#### [Entries supplied]
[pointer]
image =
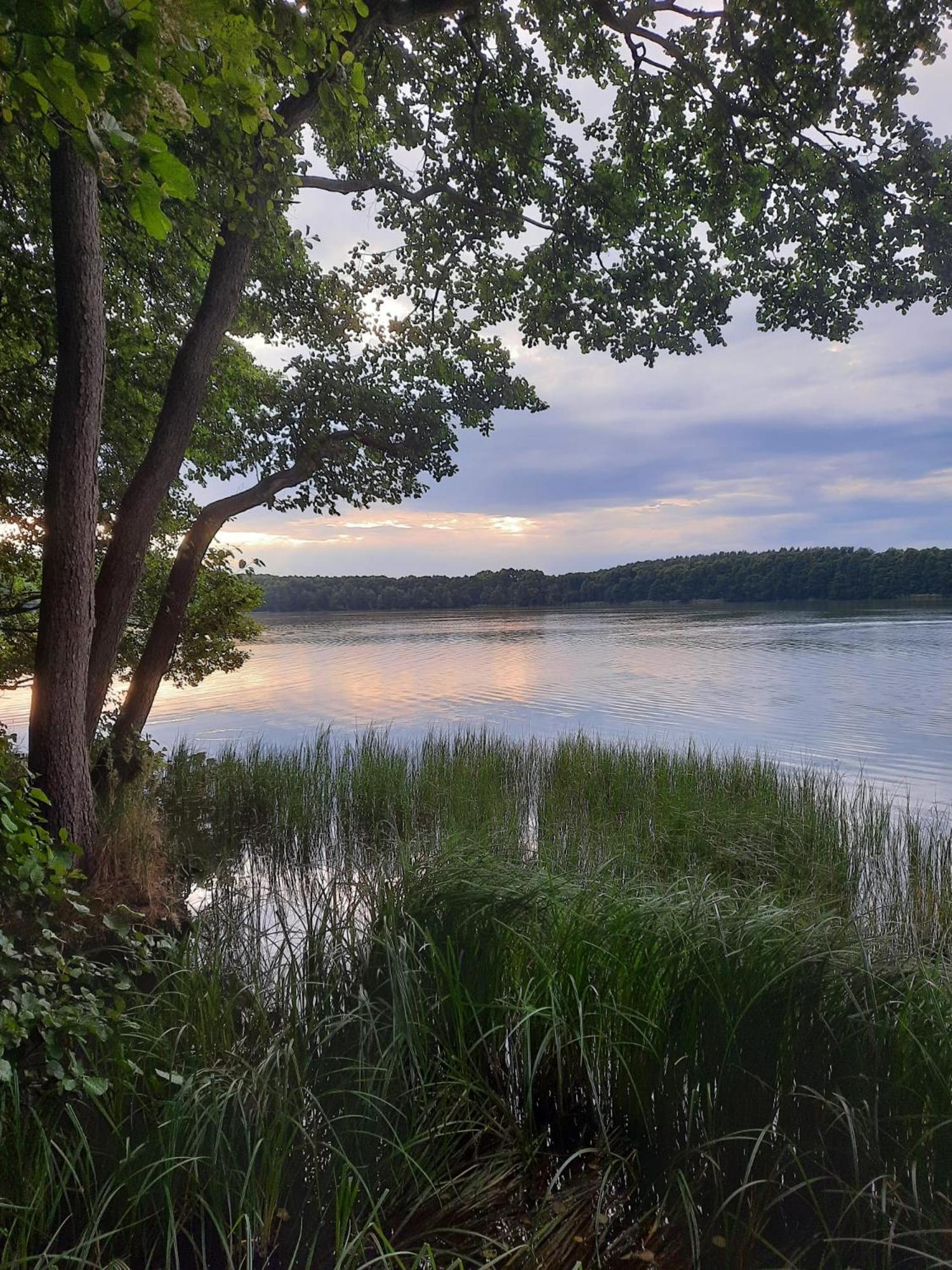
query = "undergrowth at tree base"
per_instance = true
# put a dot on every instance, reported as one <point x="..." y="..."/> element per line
<point x="482" y="1003"/>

#### [Given problem]
Output the lines above word for word, leaving out the picture.

#### [Written response]
[pointer]
image =
query = "undergrowth at tree base"
per_instance = true
# put a dot on every instance, reported as one <point x="..." y="..."/> element per line
<point x="482" y="1003"/>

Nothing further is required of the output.